▶ Labeled-object pointing entries:
-- Start --

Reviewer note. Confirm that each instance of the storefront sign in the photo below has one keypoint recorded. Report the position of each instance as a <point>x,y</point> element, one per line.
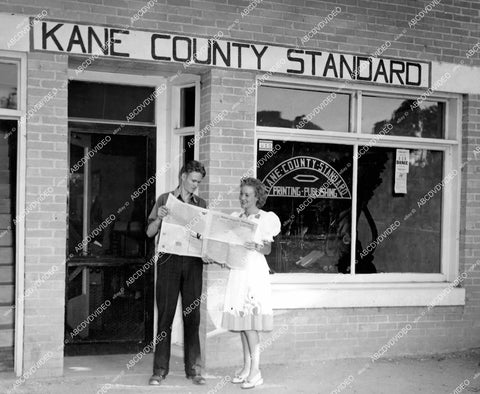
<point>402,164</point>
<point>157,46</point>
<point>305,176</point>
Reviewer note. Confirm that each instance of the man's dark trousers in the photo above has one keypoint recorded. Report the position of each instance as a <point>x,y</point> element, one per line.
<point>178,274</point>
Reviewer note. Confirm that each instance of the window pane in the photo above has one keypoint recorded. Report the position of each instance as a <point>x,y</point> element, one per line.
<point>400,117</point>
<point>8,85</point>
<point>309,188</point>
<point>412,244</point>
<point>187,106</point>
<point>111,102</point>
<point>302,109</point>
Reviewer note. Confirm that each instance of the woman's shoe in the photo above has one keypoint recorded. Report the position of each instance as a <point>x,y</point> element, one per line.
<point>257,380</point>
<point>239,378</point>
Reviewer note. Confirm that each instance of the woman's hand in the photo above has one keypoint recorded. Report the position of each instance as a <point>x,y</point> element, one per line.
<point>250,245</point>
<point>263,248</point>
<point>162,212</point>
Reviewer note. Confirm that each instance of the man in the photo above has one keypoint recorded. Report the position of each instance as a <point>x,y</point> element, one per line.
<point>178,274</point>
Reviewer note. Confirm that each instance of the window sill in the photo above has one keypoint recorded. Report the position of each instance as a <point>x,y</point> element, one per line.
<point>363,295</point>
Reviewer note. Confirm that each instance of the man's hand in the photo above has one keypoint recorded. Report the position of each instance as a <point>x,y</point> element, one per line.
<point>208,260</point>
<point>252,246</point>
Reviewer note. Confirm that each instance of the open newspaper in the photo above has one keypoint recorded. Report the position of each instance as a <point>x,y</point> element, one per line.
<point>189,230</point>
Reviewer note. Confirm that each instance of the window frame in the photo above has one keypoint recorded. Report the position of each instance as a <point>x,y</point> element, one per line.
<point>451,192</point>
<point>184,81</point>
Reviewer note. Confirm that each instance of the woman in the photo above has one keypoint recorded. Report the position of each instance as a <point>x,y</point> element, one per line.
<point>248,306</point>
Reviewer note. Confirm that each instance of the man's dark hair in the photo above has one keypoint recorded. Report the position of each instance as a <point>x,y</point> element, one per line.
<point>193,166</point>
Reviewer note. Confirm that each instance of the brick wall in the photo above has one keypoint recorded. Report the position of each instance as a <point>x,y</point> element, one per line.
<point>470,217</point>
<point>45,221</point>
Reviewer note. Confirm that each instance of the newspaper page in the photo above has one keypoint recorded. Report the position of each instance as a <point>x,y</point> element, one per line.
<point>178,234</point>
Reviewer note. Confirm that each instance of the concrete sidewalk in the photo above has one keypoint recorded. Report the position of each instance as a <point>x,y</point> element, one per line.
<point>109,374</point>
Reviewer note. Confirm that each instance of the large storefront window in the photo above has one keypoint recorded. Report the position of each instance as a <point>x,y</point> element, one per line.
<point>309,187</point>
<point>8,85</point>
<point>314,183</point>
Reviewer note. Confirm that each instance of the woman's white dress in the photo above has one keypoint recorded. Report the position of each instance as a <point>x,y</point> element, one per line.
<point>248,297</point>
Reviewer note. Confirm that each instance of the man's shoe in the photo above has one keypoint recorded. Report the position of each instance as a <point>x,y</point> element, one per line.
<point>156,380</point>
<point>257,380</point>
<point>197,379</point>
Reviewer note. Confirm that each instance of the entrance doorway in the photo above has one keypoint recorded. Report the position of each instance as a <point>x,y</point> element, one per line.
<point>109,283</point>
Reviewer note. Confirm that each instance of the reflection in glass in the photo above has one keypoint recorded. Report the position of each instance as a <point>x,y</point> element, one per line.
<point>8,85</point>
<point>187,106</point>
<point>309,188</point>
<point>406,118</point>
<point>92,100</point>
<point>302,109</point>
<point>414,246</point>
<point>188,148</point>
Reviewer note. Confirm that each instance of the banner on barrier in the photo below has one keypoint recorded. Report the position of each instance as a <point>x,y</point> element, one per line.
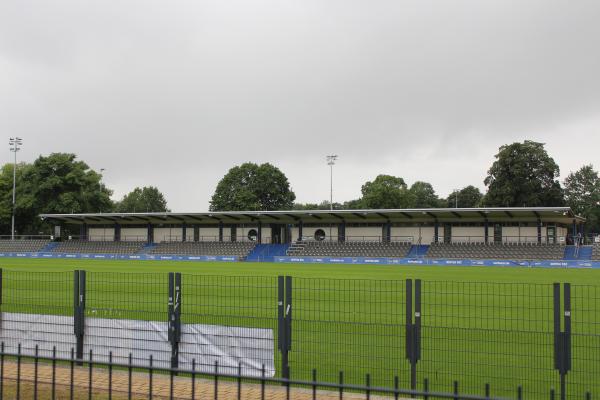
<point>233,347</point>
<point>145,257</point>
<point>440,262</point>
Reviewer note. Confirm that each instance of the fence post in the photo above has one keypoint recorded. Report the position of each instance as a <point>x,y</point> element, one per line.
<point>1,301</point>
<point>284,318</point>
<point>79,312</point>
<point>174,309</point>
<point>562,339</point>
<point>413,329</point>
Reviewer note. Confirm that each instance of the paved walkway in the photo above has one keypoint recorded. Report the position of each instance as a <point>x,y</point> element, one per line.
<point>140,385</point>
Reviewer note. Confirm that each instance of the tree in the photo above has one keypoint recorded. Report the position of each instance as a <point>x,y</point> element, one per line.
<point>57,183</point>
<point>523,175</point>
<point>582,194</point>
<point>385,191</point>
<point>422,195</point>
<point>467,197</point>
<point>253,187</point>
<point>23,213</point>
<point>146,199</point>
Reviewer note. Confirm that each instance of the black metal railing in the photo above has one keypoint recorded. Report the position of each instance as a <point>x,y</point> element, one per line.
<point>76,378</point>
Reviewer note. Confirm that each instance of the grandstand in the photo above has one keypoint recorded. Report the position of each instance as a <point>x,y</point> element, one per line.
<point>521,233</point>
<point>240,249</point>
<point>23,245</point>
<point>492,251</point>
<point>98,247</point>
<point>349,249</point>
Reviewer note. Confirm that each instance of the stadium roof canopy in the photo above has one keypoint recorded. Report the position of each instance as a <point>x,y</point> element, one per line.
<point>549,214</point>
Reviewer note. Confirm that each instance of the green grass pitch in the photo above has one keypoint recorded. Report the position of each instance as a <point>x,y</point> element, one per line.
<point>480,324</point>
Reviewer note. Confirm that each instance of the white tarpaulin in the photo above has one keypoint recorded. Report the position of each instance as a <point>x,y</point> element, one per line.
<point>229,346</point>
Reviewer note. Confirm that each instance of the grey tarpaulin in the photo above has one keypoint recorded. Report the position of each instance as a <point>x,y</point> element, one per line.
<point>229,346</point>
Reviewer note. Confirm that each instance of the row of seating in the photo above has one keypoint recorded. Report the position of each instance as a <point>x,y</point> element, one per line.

-- End --

▶ Task goal:
Recast as a numbered list, leaving out any blank lines, the part of the rows that opens with the line containing "Reviewer note. Confirm that each instance of the window sill" and closes with the line containing "<point>363,295</point>".

▶ Worked solution:
1. Reviewer note. Confirm that each instance of the window sill in the photo above has one keypoint recorded. Report the position of each instance as a <point>x,y</point> element, one per line.
2. <point>363,295</point>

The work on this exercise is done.